### Work order:
Could you copy every record below exactly as it stands?

*** Data provided Section Begins ***

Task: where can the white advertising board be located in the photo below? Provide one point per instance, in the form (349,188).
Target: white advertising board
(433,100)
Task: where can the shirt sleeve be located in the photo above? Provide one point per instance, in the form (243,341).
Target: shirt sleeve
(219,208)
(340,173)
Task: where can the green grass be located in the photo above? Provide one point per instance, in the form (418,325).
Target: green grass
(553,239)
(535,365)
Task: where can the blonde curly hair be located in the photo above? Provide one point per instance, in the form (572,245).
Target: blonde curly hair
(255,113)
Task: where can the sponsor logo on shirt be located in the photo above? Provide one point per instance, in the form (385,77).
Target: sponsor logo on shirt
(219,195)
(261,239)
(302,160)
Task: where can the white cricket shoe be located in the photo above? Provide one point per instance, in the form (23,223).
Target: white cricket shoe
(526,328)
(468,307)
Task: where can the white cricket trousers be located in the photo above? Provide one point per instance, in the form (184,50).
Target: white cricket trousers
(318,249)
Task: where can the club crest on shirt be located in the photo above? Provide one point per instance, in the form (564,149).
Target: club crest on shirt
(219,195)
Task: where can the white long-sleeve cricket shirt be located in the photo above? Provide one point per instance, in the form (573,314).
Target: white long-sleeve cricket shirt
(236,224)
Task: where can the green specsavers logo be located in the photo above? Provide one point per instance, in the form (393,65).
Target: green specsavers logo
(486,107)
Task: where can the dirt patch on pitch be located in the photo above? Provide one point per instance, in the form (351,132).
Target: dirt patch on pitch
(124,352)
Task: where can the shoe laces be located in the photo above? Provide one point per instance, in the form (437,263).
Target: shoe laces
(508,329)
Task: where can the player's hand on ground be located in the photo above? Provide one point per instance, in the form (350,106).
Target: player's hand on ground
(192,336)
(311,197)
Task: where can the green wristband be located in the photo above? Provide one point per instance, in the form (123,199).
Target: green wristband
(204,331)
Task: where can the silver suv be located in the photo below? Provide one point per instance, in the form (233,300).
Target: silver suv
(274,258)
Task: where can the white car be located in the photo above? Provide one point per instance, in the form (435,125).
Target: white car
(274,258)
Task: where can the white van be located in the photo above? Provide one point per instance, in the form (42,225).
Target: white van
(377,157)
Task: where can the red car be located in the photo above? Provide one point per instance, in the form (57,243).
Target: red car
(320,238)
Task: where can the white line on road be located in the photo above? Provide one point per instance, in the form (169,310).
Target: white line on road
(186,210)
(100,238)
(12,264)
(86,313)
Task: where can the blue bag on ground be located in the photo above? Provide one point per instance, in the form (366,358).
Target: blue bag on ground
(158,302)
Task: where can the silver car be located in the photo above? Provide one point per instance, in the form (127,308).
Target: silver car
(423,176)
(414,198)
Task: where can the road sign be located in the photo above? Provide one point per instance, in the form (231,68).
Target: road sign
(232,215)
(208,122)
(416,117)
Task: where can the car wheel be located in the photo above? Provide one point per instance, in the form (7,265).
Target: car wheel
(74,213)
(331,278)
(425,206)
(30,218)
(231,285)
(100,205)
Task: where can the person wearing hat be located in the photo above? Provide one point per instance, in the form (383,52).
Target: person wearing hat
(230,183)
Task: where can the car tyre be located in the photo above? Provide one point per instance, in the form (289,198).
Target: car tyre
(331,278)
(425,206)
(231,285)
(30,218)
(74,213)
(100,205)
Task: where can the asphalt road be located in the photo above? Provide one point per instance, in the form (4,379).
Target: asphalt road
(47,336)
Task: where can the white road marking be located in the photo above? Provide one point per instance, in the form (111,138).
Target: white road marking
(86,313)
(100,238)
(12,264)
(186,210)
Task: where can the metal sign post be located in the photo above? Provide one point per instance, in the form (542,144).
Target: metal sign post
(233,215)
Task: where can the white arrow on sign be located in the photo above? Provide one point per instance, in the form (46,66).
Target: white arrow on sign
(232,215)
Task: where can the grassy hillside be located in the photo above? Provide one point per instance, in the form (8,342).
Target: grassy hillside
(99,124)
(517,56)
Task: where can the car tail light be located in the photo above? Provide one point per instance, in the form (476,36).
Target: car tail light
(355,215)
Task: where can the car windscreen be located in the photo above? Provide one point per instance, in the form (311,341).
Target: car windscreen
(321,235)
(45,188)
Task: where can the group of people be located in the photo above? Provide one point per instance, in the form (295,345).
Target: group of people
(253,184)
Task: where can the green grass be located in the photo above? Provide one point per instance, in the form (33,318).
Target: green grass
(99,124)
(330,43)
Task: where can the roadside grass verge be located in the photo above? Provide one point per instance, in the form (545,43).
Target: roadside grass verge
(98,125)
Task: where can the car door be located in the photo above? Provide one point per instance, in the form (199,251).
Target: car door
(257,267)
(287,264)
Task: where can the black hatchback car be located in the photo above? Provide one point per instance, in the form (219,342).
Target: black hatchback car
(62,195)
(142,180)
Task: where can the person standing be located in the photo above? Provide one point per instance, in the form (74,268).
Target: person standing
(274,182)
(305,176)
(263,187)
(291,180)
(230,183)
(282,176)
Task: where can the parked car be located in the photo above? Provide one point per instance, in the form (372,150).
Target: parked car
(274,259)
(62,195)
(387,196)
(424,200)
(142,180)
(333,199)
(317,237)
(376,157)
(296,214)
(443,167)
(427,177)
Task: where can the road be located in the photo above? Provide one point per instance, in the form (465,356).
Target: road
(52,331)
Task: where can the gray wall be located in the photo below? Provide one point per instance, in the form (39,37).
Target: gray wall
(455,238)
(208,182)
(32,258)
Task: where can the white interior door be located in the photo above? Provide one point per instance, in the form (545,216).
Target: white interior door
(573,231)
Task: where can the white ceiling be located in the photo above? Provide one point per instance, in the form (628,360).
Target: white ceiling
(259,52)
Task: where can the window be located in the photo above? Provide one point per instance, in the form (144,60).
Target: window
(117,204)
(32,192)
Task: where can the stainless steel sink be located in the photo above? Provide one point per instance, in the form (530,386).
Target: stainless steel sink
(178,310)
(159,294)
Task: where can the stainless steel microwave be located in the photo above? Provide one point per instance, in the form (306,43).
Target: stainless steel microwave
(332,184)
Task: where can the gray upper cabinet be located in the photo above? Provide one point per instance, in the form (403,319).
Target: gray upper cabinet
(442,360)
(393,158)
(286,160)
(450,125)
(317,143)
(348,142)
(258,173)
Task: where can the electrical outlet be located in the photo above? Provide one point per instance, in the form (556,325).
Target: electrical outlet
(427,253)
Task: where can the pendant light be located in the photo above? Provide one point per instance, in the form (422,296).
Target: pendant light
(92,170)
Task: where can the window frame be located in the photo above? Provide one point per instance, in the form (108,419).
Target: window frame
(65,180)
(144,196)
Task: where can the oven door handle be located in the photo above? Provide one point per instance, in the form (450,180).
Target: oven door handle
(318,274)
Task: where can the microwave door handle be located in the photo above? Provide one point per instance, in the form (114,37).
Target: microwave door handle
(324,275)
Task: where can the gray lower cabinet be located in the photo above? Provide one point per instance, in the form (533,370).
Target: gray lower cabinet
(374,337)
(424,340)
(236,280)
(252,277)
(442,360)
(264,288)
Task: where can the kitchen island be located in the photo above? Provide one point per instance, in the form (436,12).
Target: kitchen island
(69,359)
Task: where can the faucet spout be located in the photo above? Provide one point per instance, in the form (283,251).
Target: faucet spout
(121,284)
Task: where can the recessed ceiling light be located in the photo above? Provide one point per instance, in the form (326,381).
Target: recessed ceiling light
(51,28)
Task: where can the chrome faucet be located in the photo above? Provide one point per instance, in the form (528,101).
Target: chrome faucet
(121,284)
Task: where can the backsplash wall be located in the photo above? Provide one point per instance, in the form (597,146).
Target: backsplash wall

*** Data provided Section Ends ***

### Finished exercise:
Task: where can the white advertising board be located in the photo below? Provide one point per instance, in the form (349,188).
Target: white advertising board
(433,100)
Task: where can the shirt sleeve be located in the photo above? Provide one point per instance, in the form (243,341).
Target: shirt sleeve
(219,208)
(340,173)
Task: where can the green grass be located in the photo above? Provide one point per instance, in the form (418,325).
Target: green grass
(553,239)
(535,365)
Task: where can the blonde curly hair be located in the photo above? Provide one point per instance, in the form (572,245).
Target: blonde curly hair
(255,113)
Task: where can the sponsor logo on shirt be located in the photo above? Provide one point per instance, in the form (385,77).
Target: sponsor logo on shirt
(219,195)
(261,239)
(302,160)
Task: where can the white cricket shoe be located in the photo above? Provide one point per instance, in the form (23,223).
Target: white cricket shoe
(526,328)
(468,307)
Task: where can the white cricket trousers be located in the photo above? Provide one point per instance, in the form (184,50).
Target: white cricket trousers
(318,249)
Task: where can the club crest on shirt be located in the photo above? Provide one point per instance, in the form (564,149).
Target: club crest on shirt
(219,195)
Task: where can the white long-sleeve cricket shirt be located in the photo above? Provide one point per instance, in the form (573,314).
Target: white long-sleeve cricket shirt
(236,224)
Task: where can the green specsavers logo be located in the photo above? Provide one point per instance, in the form (393,65).
Target: green specsavers logo
(486,107)
Task: where can the dirt patch on pitch be located in the photo above? Provide one point per instance, in the form (351,132).
Target: dirt patch on pitch
(124,352)
Task: where can the shoe laces be located in the photo above? Provide one point per instance, in the form (437,263).
Target: shoe laces
(508,329)
Task: where can the player's hand on ground be located in the photo above? Provide one point per instance, in the form (350,106).
Target: player's hand on ground
(192,336)
(311,197)
Task: where can the green wristband be located in the photo above? Provide one point per instance, in the form (123,199).
Target: green wristband
(204,331)
Task: where can the silver suv be located in the photo below? Provide one point per instance, in the form (233,300).
Target: silver suv
(274,258)
Task: where can the white car be located in the photo above? Provide one point per instance, in the form (435,125).
Target: white car
(274,258)
Task: where can the white van be located in the photo above? Provide one point per instance, in the form (42,225).
Target: white van
(377,157)
Task: where can the red car be located in the photo above? Provide one point per instance, in the form (57,243).
Target: red car
(320,238)
Task: where can the white line on road be located in the photo above? Provide one point per instance, in the form (169,310).
Target: white line on road
(186,210)
(100,238)
(12,264)
(86,313)
Task: where can the blue bag on ground be located in the photo above? Provide one point per instance, in the form (366,358).
Target: blue bag on ground
(158,302)
Task: where can the silver car be located in the photo above? Provide one point per instance, in the form (127,308).
Target: silver car
(423,176)
(414,198)
Task: where can the road sign be located in the photo above? Provide one point per instance, in the form (231,68).
Target: road sign
(232,215)
(208,122)
(416,117)
Task: where can the car wheel be located in the photo above? Provide one point per instance, in the form (7,265).
Target: car wheel
(74,213)
(331,278)
(425,206)
(30,218)
(231,285)
(100,205)
Task: where can the person wearing hat be located in the photo above? Provide one point per instance, in the form (383,52).
Target: person wearing hat
(230,183)
Task: where can the car tyre be located in the photo above? Provide one point per instance, in the form (289,198).
Target: car tyre
(331,278)
(425,206)
(231,285)
(30,218)
(74,213)
(100,205)
Task: where can the asphalt road be located in the photo above? Provide one point per instance, in the form (4,379).
Target: asphalt road
(47,336)
Task: where can the white road marking be located in the photo above? Provide one point per instance, in the form (111,138).
Target: white road marking
(86,313)
(100,238)
(12,264)
(186,210)
Task: where can the metal sign post be located in the photo above? Provide one point per instance, in the form (542,144).
Target: metal sign post
(233,215)
Task: where can the white arrow on sign be located in the photo above? Provide one point per instance, in the form (46,66).
Target: white arrow on sign
(232,215)
Task: where can the grassy hillside be located in the photo above? Provide one point per instance, in the form (8,342).
Target: grassy hillside
(99,124)
(517,56)
Task: where can the car tail light be located in the photo above? Provide one point per instance, in the form (476,36).
Target: car tail light
(355,215)
Task: where can the car windscreen be located in the photo above? Provide one point per instance, in the form (311,341).
Target: car windscreen
(321,235)
(45,188)
Task: where can the group of people be located in the photo above? Provide one point per instance, in the form (295,345).
Target: group of people
(253,184)
Task: where can the green grass be located in the photo above? Provide one point per instance, in the form (33,318).
Target: green grass
(99,124)
(330,43)
Task: where can the roadside grass verge be located in the photo above? Provide one point per instance, in the form (545,43).
Target: roadside grass verge
(98,125)
Task: where can the car door be located in the photo above? Provide one point per instance, in the form (199,251).
Target: car door
(257,267)
(287,264)
Task: where can the black hatchback car be located in the photo above? Provide one point per instance, in the form (219,342).
Target: black hatchback car
(62,195)
(142,180)
Task: where can the person standing be located in the photo above? Provide one point per instance, in the form (74,268).
Target: person standing
(274,182)
(305,176)
(263,187)
(291,180)
(230,183)
(282,176)
Task: where can the parked car be located in the photo above? Provide one point per instance, in the form (372,150).
Target: parked car
(274,259)
(62,195)
(387,196)
(424,200)
(142,180)
(333,199)
(317,237)
(376,157)
(296,214)
(443,167)
(427,177)
Task: where can the road be located in the photo above? Provide one point per instance, in the form (465,356).
Target: road
(52,331)
Task: where can the gray wall be located in the photo below? Provide one point per instance, in the form (39,37).
Target: gray wall
(455,238)
(208,182)
(32,258)
Task: where can the white interior door be located in the photo above? Provide one point per instance, in the form (545,216).
Target: white interior door
(573,231)
Task: where can the white ceiling be located in the photo above? Provide one point per instance, in the form (628,360).
Target: white ceiling
(259,52)
Task: where can the window be located in the photo above? Provide one point per instance, in the form (144,60).
Target: window
(117,204)
(32,192)
Task: where can the stainless steel sink be located in the photo above? Provide one point per instance, in the form (530,386).
Target: stainless steel sink
(178,310)
(159,294)
Task: where can the stainless steel microwave be located in the photo above? Provide one point per instance, in the form (306,43).
Target: stainless steel microwave
(332,184)
Task: where can the gray upper cabinet be located in the photo above? Provide one point per instance, in the form (403,319).
Target: gray upper cabinet
(442,360)
(393,158)
(286,160)
(450,125)
(317,143)
(348,142)
(258,173)
Task: where can the electrical outlet be located in the photo above? Provide one point per instance, in the form (556,325).
Target: electrical outlet
(427,253)
Task: where can the pendant light be located in the photo above? Provide one point per instance, in the form (422,296).
Target: pendant light
(92,170)
Task: where can the window frame be located in the photo above? Provide one point per instance, in the form (108,419).
Target: window frame
(65,180)
(144,196)
Task: where can the oven door handle be located in the photo above? Provide one point per instance, in the form (450,180).
Target: oven door handle
(318,274)
Task: where can the microwave door handle be located in the photo above? Provide one point per instance, in the form (114,37).
Target: microwave door handle
(324,275)
Task: where can the gray lower cabinet be located in the photo above? Provide one point per instance, in the form (533,370).
Target: gray lower cabinet
(374,337)
(424,340)
(236,280)
(252,277)
(442,360)
(264,288)
Task: where can the kitchen island be located in the photo above? Provide one point per instance, in the form (436,12).
Target: kitchen island
(69,359)
Task: where can the faucet spout be located in the photo above? Provide one point per instance, in the form (283,251).
Target: faucet spout
(121,284)
Task: where can the recessed ceiling light be located in the photo above? Provide one point per instance, in the form (326,381).
Target: recessed ceiling light
(51,28)
Task: where can the chrome faucet be located in the photo above? Provide one point per instance, in the form (528,101).
Target: chrome faucet
(121,284)
Task: where can the backsplash wall be located in the photo above? Provide one point per instance, in the form (597,146).
Target: backsplash wall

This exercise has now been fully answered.